(Point localization data)
-=-=-=-=-
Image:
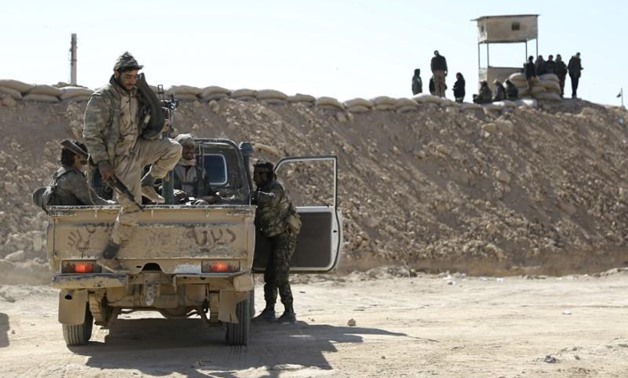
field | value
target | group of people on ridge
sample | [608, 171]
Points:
[437, 85]
[503, 91]
[536, 68]
[118, 149]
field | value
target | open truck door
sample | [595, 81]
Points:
[312, 182]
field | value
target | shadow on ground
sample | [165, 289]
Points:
[162, 347]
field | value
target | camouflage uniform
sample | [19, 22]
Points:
[272, 218]
[71, 189]
[438, 65]
[192, 179]
[112, 133]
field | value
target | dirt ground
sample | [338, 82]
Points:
[369, 324]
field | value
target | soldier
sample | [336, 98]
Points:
[574, 67]
[113, 129]
[459, 90]
[485, 94]
[69, 185]
[512, 92]
[529, 69]
[500, 91]
[190, 177]
[439, 73]
[277, 219]
[561, 71]
[417, 83]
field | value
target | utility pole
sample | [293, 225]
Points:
[73, 59]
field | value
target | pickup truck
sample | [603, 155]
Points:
[190, 261]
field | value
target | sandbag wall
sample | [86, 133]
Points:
[12, 91]
[544, 87]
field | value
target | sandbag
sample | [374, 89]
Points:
[185, 97]
[406, 108]
[17, 85]
[405, 103]
[271, 95]
[180, 91]
[358, 102]
[384, 100]
[13, 93]
[244, 94]
[329, 102]
[358, 109]
[385, 107]
[551, 86]
[548, 96]
[46, 90]
[529, 102]
[212, 90]
[41, 98]
[299, 97]
[549, 77]
[72, 92]
[470, 106]
[517, 76]
[426, 98]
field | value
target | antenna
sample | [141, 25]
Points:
[73, 59]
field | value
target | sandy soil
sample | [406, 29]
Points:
[359, 325]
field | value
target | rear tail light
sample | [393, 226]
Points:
[80, 267]
[220, 266]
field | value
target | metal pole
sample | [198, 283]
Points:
[73, 59]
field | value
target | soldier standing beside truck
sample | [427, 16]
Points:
[68, 186]
[277, 220]
[115, 123]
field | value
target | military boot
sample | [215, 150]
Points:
[288, 316]
[268, 314]
[148, 189]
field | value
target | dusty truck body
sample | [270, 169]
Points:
[182, 261]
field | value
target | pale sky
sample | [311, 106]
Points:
[343, 49]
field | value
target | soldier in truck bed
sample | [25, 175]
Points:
[115, 134]
[277, 219]
[70, 187]
[190, 179]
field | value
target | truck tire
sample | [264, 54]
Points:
[252, 302]
[81, 333]
[238, 334]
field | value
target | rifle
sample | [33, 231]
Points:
[169, 105]
[116, 184]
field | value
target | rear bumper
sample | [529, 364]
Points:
[90, 281]
[230, 281]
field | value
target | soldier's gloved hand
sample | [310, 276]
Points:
[105, 169]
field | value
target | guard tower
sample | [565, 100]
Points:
[521, 28]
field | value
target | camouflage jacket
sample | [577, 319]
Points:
[102, 132]
[193, 181]
[275, 212]
[71, 189]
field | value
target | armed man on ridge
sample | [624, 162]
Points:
[116, 120]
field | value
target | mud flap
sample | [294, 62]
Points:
[72, 306]
[228, 301]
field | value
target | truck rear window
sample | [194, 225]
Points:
[216, 167]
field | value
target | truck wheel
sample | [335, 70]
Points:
[81, 333]
[252, 302]
[238, 334]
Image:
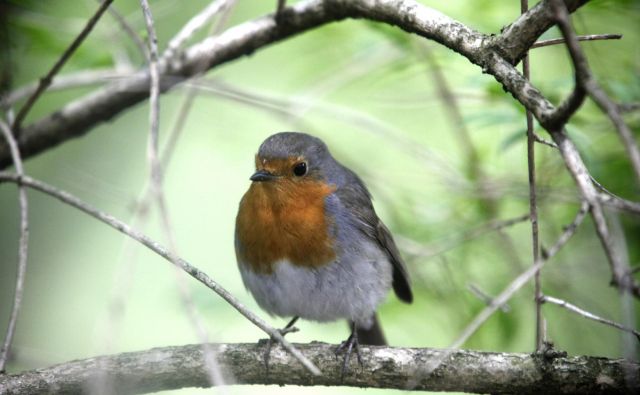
-=-=-=-=-
■ **Your task**: What is needed is an exact copy of the lines from the one containing "sample | [577, 319]" through the last line of the records, with every picture left out.

■ **Expected output**:
sample | [577, 319]
Points:
[102, 132]
[193, 181]
[275, 212]
[71, 189]
field | value
target | armed man on ridge
sample | [624, 162]
Points:
[116, 120]
field | value
target | mud flap
sample | [294, 62]
Points:
[72, 306]
[228, 301]
field | value
target | truck rear window
sample | [194, 225]
Points:
[216, 167]
field | value
target | truck wheel
sample | [335, 70]
Points:
[81, 333]
[252, 302]
[238, 334]
Image:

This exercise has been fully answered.